»»

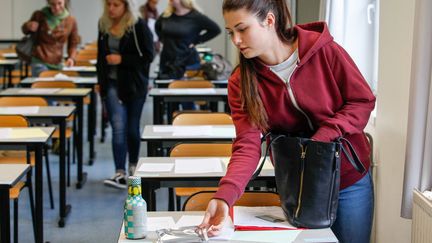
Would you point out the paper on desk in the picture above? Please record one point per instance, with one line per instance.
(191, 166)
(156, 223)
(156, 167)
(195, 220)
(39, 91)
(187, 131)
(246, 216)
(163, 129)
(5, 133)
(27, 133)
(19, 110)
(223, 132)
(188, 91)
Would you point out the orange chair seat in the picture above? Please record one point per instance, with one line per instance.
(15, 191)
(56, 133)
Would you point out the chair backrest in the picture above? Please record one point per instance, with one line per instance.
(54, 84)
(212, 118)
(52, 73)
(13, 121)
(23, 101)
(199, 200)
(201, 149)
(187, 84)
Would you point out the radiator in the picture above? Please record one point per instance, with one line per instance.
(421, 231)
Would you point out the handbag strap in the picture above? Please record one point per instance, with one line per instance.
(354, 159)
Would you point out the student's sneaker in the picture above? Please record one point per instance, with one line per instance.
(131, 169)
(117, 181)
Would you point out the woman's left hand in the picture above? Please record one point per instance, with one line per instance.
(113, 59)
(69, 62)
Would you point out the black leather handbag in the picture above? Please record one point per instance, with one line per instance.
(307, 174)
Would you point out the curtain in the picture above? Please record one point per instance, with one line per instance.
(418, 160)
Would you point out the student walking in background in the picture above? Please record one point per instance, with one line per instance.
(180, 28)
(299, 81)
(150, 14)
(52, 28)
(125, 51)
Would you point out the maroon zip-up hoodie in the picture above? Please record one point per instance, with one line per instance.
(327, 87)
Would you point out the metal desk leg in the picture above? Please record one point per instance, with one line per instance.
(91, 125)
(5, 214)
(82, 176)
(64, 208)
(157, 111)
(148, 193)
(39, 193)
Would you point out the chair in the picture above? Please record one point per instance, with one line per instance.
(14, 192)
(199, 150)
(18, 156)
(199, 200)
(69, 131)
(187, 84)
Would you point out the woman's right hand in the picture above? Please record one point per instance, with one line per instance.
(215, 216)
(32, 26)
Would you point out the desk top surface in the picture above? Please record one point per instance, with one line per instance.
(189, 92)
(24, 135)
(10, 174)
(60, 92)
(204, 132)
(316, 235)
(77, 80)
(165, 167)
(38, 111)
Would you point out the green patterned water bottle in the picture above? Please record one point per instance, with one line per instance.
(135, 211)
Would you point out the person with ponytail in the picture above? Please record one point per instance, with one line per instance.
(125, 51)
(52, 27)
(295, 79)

««

_WHAT THE TASK REQUIRES_
In your copy of the listing above, reproduce each line exactly and omit all pictures.

_ANSWER TO THE PROBLEM_
Would you point out the paper on desk in the picture above? Please record one point per instance, with one line per instance.
(191, 166)
(156, 223)
(156, 167)
(195, 220)
(39, 91)
(187, 131)
(246, 216)
(163, 129)
(5, 133)
(27, 133)
(19, 110)
(223, 132)
(188, 91)
Would you point out the orange chair seat in the picture above? Please record one point per instance, with one line per instance.
(15, 191)
(56, 133)
Would you point out the chair backrest in the picture above? Please record one point per instance, with one line per instance.
(54, 84)
(212, 118)
(52, 73)
(13, 121)
(23, 101)
(199, 200)
(201, 149)
(187, 84)
Would you point out the radiator in the picture above? Please record one point per instance, with one line per instance.
(421, 231)
Would you point out the handbag strap in the picture above? Please record one point per instance, with one line per instance.
(354, 159)
Would you point out the student's sneaker in the picture above? Please record one point per instance, with one line per instance.
(131, 169)
(117, 181)
Would you point out the woman's left hand in the picture above? Please record one point per instance, with one line per instance.
(113, 59)
(69, 62)
Would you point out the black leather handbag in the picture above? Please record one point per instance, with one line per instance.
(307, 174)
Would you point out the curtain in the picture above? Please record one point per instance, with one line per instance.
(418, 160)
Would you point out the student walking in background in the picture above? Please record one point per instance, with one line per instance.
(180, 28)
(299, 81)
(150, 14)
(52, 28)
(125, 51)
Would you point out the maroon zip-up hoodie in the picture above? Please record one point per instance, with one line per instance.
(327, 87)
Would you point out the metal desk leg in the picture above? Please record one point per instance, with one line per instance.
(91, 125)
(5, 214)
(82, 176)
(64, 208)
(157, 111)
(148, 193)
(39, 193)
Would you point out the chair in the picture above? Please record one point per instance, with one line per instance.
(14, 192)
(199, 150)
(18, 156)
(199, 200)
(69, 131)
(187, 84)
Would you point out the woman's right hand in the picture above? Please record one point per instance, with one line per instance.
(215, 216)
(32, 26)
Would you point out the desk top surface in the picture above? Please record one point per instance, with one line per instance.
(189, 92)
(24, 135)
(10, 174)
(60, 92)
(204, 132)
(316, 235)
(77, 80)
(165, 167)
(38, 111)
Would you point out the green patterned water bottle in the picture above? Please record one point per instance, with one line per instance.
(135, 211)
Would you point out the person with ponytail in the picture above? Please record one point per instance, with one line per instance.
(125, 51)
(52, 27)
(295, 79)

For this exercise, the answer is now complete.